### ARTICLE

This simple game has potential to do more than amuse. As beginners to the game mature ~ it may take a dozen games ~ they may begin to realise that there are strategies that ensure victory every time. Some years of development later they may even be able to analyse the game completely such that by following a flow chart ~ or some other guide ~ victory ~ or a draw ~ is ensured for one of the players.
I describe the pencil and paper version, but point out a variety of suitable alternatives that might be more attractive.
Draw two parallel lines, and two others at right angles, so that they intersect with rotational symmetry and form nine squares.
Player 1 places a mark ~ a cross or a circle ~ in any one of the nine squares. That mark remains the identifier for player 1 for the rest of the game.
Player 2 places the alternative mark on any unoccupied square.
Player 1 places the appropriate mark on any unoccupied square.The game is won by the player who manages to complete a line ~ orthogonally or diagonally ~ of three similar marks. If all nine suqres are filled with no winning line then the game is an honourable draw. I leave it to the reader to discover ~ recall ~ or re-discover the various mini strategies that ensure victory, or avoid loss.

### SET OF TASKS
**a.** Decide whether each statement agrees with the game description, answering yes or no and quoting the words that settle it: (i) the grid is made from two parallel lines and two others at right angles, forming nine squares; (ii) player 2 may place a mark on a square already taken by player 1; (iii) filling all nine squares without a winning line means a loss for player 1.
**b.** Reproduce every line of the image object location listing below, including its requests, and offset each x and y coordinate in the answers by 98. Leave the pictures out.

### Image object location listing
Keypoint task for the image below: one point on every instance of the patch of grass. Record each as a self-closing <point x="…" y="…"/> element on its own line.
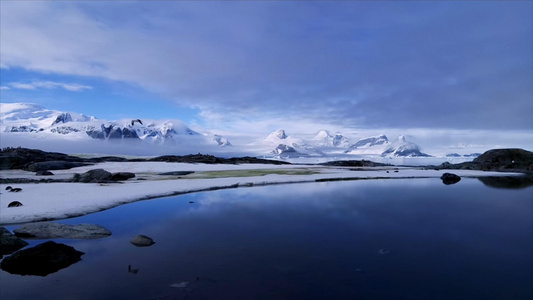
<point x="250" y="173"/>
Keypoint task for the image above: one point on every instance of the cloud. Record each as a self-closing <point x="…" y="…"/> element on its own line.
<point x="73" y="87"/>
<point x="350" y="64"/>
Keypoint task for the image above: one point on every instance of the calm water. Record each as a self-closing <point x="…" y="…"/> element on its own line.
<point x="306" y="241"/>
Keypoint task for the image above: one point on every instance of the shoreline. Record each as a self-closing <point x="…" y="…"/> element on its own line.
<point x="62" y="200"/>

### RESULTS OF THE EXERCISE
**a.**
(i) Yes: "Draw two parallel lines, and two others at right angles, so that they intersect with rotational symmetry and form nine squares."
(ii) No: "Player 2 places the alternative mark on any unoccupied square."
(iii) No: "then the game is an honourable draw."

**b.**
Keypoint task for the image below: one point on every instance of the patch of grass. Record each as a self-closing <point x="…" y="…"/> element on its own line.
<point x="348" y="271"/>
Keypoint task for the image above: one point on every instance of the cloud. Record each as a self-closing <point x="…" y="…"/> element on its own line.
<point x="171" y="185"/>
<point x="448" y="162"/>
Keypoint task for the image above: one point on every instance of the calm water. Record each as a self-closing <point x="…" y="…"/> element on its own line.
<point x="404" y="339"/>
Keypoint task for the image above: one point on every instance of the shoreline. Record each as a self-closing <point x="…" y="…"/> element on its own line.
<point x="160" y="298"/>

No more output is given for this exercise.